◆ **DO THIS**:
Write out the material below word for word, keeping every line unchanged.

-- START MATERIAL FOR THE TASK --

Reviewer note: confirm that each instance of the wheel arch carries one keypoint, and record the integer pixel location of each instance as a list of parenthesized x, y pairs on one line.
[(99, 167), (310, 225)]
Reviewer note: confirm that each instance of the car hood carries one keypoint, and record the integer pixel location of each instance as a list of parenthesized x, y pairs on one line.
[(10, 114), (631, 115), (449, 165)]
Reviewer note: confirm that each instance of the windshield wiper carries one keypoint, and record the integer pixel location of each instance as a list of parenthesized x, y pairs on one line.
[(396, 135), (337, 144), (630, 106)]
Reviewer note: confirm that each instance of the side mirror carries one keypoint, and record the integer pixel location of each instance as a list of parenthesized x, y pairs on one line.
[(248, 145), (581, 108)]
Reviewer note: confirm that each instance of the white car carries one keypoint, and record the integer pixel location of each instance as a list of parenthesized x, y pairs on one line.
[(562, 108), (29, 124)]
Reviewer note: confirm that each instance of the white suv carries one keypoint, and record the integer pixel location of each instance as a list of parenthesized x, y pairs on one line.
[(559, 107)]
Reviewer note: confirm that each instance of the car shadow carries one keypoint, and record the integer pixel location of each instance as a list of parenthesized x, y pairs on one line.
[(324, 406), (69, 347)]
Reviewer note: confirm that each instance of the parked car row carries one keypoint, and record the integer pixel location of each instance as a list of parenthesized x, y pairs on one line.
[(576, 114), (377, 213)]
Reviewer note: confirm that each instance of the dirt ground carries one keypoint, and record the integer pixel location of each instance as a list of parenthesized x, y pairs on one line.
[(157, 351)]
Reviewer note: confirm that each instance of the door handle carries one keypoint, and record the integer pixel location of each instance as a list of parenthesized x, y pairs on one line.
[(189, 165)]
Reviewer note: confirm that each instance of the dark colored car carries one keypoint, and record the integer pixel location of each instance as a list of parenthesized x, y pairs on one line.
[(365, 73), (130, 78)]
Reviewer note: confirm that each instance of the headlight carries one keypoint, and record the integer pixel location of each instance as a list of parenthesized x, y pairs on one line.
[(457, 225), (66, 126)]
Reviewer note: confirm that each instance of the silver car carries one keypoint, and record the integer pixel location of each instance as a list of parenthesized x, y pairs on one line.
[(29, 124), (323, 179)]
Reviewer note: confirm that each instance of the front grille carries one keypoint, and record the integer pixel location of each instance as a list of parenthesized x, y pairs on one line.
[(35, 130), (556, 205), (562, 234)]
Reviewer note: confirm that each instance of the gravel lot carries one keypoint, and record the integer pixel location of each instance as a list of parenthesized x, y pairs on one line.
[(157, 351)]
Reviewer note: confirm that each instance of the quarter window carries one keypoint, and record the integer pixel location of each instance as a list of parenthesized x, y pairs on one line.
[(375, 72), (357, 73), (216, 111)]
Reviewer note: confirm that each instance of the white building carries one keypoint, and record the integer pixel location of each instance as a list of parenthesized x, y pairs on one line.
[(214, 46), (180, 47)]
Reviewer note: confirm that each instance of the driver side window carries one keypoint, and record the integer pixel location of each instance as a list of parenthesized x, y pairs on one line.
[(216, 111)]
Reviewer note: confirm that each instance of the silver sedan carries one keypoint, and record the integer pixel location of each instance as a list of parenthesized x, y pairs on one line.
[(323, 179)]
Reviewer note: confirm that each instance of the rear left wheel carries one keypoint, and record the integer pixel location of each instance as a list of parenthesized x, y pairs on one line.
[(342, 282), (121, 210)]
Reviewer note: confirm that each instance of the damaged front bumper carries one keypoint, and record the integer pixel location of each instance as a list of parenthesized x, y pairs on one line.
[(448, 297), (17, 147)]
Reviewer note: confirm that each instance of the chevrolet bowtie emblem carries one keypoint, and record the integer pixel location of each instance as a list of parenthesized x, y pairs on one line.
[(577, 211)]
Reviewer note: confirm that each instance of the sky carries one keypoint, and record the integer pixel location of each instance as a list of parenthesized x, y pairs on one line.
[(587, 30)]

-- END MATERIAL FOR THE TASK --

◆ **SOLUTION BELOW**:
Reviewer note: confirm that each instance of the wheel arch carries one keypoint, and record the integer pixel location of each instance as a list of parenthesized x, y pairs on one line.
[(99, 167), (310, 225)]
Reviewer note: confirm that each instance of the car hood carries one keypoint, and record the integer pixel location of each instance as a list of parenthesized x, y pairs on one line.
[(10, 114), (631, 115), (449, 165)]
Reviewer note: confirm that each instance of the windshield wiper carries one keypoint, and record the integer pixel location of each instance as a list of parenthesized x, y pairs on one line.
[(396, 135), (337, 144), (630, 106)]
Reviewer note: confirm that each instance of the side mirror carries one keypoint, and record the integer pixel location of each instance as a list of parenthesized x, y pairs on one line.
[(248, 145), (581, 108)]
Reviewer note: confirm that each instance of the white car carries one keypoint, and record the integer pixel location of each instance as a list of parenthesized x, y pairs on one line.
[(562, 108), (29, 124)]
Reviewer note: confirm that each instance of the white suv carries one keypoint, and record the integer pixel location of each instance as a list of parenthesized x, y pairs on one line.
[(559, 107)]
Reviewer note: confirm that each instance of the car shadow carries one keypoint, and record the integer pixel location of each instance as a list of parenthesized x, y pairs on one line.
[(324, 406), (69, 347)]
Reviewer note: confirm that each instance of the parked car row carries one keypoint, and record the integer pixel location of each instance as a list of parenthesized x, y pairs on one line.
[(576, 114), (377, 213)]
Reviewer note: confirm that each instance of the dirt ground carries one keypoint, and record the integer pixel location of each instance as a list of parenthesized x, y pairs on one line.
[(157, 351)]
Reviewer note: confirm that each instance of the door handle carries one keypoint, and record the integer pixel location of each instance as a list of parenthesized x, y pairs on one line.
[(189, 165)]
Reviewer note: confirm that each instance of the dark colored car carries one keypoint, and record the integer pixel location of each instance as a list of parenthesized x, y pairs on one line.
[(365, 73), (130, 78)]
Reviewer note: confirm that each instance of the headlight carries one keypoint, and record the integer pixel location of each instance as a list of parenthesized x, y pairs on one line.
[(457, 225), (66, 126)]
Reviewer note: confirm that each instance of the silver car carries one keypoint, and record the integer pixel location of each instance as a list of parenthesized x, y pairs on one line.
[(29, 124), (323, 179)]
Reviewer note: confirm that each instance of the front grille carries one keypoint, and record the integer pixel location of each instance as a list of parenthesized x, y pairs on one line.
[(35, 130), (556, 205), (562, 234)]
Reviewer note: confirm that each instance of the gravel lot carries one keypoint, and record the integer pixel location of each instance as a list of parenthesized x, y pairs on one line.
[(157, 351)]
Reviewer note: confirm that each instance of the quarter window carries one keypoint, and record the integer pixel location of each instance as a list of parenthesized x, y pairs on one line.
[(375, 72), (357, 73), (216, 111)]
Reviewer note: confirm that each instance of the white building carries one keypoint, and record the integer pixel location of each instance as a list of parenthesized x, y pairs on one line.
[(214, 46), (180, 47)]
Reviewer note: confirm that each instance of the driver side window carries one keypoint, and record the integer pixel location of each instance as a list of parenthesized x, y pairs on one line.
[(216, 111)]
Reviewer note: confirm that each instance of the silver sedan carries one keypoint, and record the integer pixel location of each instance as a list of parenthesized x, y pairs on one line.
[(323, 179)]
Reviewer note: confirm that each instance of the rear left wheel carries one keypoint, and record the integer pixel location of each instance as a list of parenthesized x, y pairs on one line.
[(342, 282), (121, 210)]
Reviewer note: confirm that each instance of the damaged front bumper carries one keypoint, and record the integer pixel location of each instance as a list of parenthesized x, y pairs on one line.
[(448, 297), (17, 147)]
Reviewer note: confirm that each instance of the chevrolet bowtie emblem carries one keypoint, and record the integer pixel location of each instance as a list of parenthesized x, y pairs on one line.
[(577, 211)]
Reviewer note: confirm that each instance of the sky carries one keypoint, and record the integer pixel location of each instance as a list of parenthesized x, y pairs on one line.
[(587, 30)]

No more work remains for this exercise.